EXERCISE DETAILS — In the data that follows, how many lines include the string "backpack"? Answer with the number alone.

--- DATA FOR THIS EXERCISE Enclosed Below ---

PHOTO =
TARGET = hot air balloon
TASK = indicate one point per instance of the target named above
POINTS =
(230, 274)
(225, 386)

--- End of Enclosed DATA FOR THIS EXERCISE ---
--- DATA FOR THIS EXERCISE Enclosed Below ---

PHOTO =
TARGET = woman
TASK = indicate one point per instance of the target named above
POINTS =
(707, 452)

--- End of Enclosed DATA FOR THIS EXERCISE ---
--- DATA FOR THIS EXERCISE Enclosed Below ---

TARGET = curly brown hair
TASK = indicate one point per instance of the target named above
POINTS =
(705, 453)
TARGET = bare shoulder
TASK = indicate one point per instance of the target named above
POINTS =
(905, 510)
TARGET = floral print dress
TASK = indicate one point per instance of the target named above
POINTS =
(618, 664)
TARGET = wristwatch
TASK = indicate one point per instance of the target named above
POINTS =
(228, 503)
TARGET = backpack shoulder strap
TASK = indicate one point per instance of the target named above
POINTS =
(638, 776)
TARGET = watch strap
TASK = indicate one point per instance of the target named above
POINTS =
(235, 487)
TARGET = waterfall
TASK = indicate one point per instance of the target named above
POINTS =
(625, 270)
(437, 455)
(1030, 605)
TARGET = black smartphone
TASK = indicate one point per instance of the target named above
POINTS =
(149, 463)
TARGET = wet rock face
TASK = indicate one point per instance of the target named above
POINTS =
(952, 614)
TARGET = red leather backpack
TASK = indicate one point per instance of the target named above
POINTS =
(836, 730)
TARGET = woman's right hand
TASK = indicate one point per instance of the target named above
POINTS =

--- End of Enclosed DATA FOR THIS EXERCISE ---

YOUR RESPONSE — 2